PROBLEM 1:
According to the biography of Jacqueline Eileen Darroch, in what year was she elected a member of the Institute of Medicine of the National Academy of Sciences?
PROBLEM 2:
In the biography of Jacqueline Eileen Darroch, take the passage starting with "Jacqueline Eileen Darroch[1]" and going on through "involved since 1978.", and write it out again with "American" switched to "U.S.".

──────── EXCERPTED TEXT ────────

Jacqueline Eileen Darroch[1] is an American specialist of reproductive health.[2] She is currently a senior fellow at the Guttmacher Institute, with which she has been involved since 1978.
Darroch received her B.A. from Barnard College,[3] her M.A. in sociology from the University of Michigan, and PhD from Princeton University.[4] She also studied at the University of Cologne on a Fulbright fellowship.[5]
Darroch began working for the Guttmacher Institute in 1978 as Director of Research, focusing on the reproductive needs of women in the United States. In 1988, she was promoted to Vice President of Research, and, in 2002, to Vice President of Science. In 2004, she left Guttmacher to become associate director for Reproductive Health at the Bill & Melinda Gates Foundation in Seattle, before returning to the institute as Senior Fellow, a position she has held ever since. Her research has led her to use data science to outline the inequalities in global reproductive health and offer policy recommendations to improve reproductive rights in disadvantaged communities.[6] [7] Her report on global reproductive inequality has estimated that around 225 million women in developing countries do not have access to contraceptives, 54 million women do not attend the minimum number of prenatal visits as recommended by the World Health Organization, and 44 million women deliver babies outside a reproductive health facility.[8]
In 1995, Darroch was elected a member of the Institute Of Medicine of the National Academy of Sciences.[9]

──────── RECORDS PROVIDED ────────

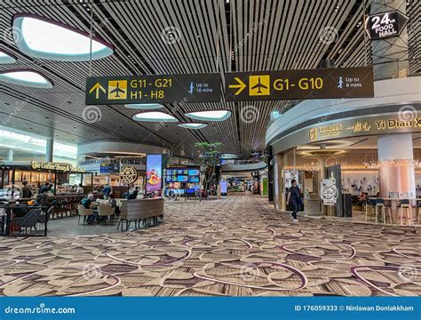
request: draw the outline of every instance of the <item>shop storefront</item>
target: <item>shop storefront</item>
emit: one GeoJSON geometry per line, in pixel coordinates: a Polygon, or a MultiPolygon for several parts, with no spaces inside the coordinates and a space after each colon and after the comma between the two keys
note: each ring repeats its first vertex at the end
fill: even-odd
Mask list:
{"type": "Polygon", "coordinates": [[[69,164],[38,161],[0,162],[0,188],[5,194],[14,194],[14,190],[20,190],[24,181],[28,182],[34,195],[36,195],[39,188],[46,182],[52,185],[51,191],[54,195],[70,194],[75,192],[76,182],[83,180],[89,181],[88,186],[91,186],[92,174],[86,172],[83,167],[69,164]]]}

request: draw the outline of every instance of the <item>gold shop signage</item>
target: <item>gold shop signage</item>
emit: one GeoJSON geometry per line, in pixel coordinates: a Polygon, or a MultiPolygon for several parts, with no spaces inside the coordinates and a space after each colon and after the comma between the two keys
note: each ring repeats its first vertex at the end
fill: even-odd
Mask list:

────────

EXERCISE RESULT 1:
1995

EXERCISE RESULT 2:
Jacqueline Eileen Darroch[1] is an U.S. specialist of reproductive health.[2] She is currently a senior fellow at the Guttmacher Institute, with which she has been involved since 1978.